**GOAL**
Retype each of the following records word for word, leaving out the pictures.
- - -
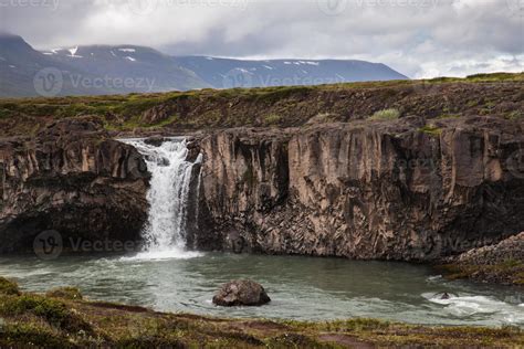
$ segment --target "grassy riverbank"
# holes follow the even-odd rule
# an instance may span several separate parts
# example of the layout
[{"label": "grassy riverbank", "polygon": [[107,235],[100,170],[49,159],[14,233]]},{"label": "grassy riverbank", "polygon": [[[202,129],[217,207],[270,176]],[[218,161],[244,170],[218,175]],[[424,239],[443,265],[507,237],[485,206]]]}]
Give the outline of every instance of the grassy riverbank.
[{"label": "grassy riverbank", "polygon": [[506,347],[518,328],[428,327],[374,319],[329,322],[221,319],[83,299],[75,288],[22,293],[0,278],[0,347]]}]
- - -
**ANSWER TO THIS EXERCISE**
$ segment --target "grassy riverbank"
# holes follow the even-odd rule
# an instance may span several separate parts
# example of the layout
[{"label": "grassy riverbank", "polygon": [[107,235],[100,170],[49,159],[14,233]]},{"label": "grassy riverbank", "polygon": [[[202,129],[217,207],[270,176]],[[218,161],[244,170],[218,175]],[[424,239],[443,265],[507,237],[485,206]]]}]
Give the outline of every instance of the grassy riverbank.
[{"label": "grassy riverbank", "polygon": [[506,347],[518,328],[428,327],[374,319],[329,322],[221,319],[83,299],[75,288],[22,293],[0,278],[0,347]]}]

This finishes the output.